● **What to do**:
The answer must be exactly the lines from the one containing "Each instance receives one keypoint. Mark the round" through the end of the material, with both ends kept and no other lines.

── Records shown ──

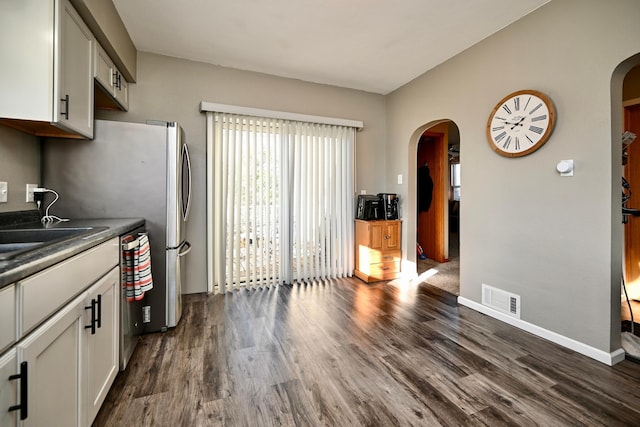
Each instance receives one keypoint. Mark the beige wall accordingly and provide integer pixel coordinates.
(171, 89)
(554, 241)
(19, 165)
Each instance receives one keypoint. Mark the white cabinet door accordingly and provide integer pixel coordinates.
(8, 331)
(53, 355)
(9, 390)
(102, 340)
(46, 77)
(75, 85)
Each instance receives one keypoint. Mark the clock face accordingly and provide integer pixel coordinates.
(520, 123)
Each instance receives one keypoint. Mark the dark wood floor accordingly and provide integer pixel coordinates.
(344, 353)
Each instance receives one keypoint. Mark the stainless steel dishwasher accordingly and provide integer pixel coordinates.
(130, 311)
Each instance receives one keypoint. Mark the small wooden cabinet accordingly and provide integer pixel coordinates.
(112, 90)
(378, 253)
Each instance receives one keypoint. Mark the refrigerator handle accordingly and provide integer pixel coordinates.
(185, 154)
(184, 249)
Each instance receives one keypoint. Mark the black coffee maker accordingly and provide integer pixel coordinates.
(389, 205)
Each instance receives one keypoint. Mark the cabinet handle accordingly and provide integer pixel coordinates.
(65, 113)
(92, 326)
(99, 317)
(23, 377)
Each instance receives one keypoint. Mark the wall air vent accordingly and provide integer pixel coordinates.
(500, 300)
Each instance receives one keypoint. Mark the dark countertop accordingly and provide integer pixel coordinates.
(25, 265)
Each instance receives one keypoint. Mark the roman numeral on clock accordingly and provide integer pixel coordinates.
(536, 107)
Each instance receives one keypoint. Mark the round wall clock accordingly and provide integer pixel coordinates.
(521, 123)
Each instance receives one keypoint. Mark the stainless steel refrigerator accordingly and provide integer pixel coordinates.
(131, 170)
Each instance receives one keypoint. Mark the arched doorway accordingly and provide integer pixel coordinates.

───

● **Task result**:
Each instance receives one keypoint. Mark the round wall clock accordingly and provide integer pixel coordinates.
(521, 123)
Each instance receives one keypoint. Mark the stainless steel refrigerator accordingly and provide integer pixel coordinates.
(131, 170)
Each instance receives one keypoint. Mark the arched doorway accordingly and provide integer pixel coordinates.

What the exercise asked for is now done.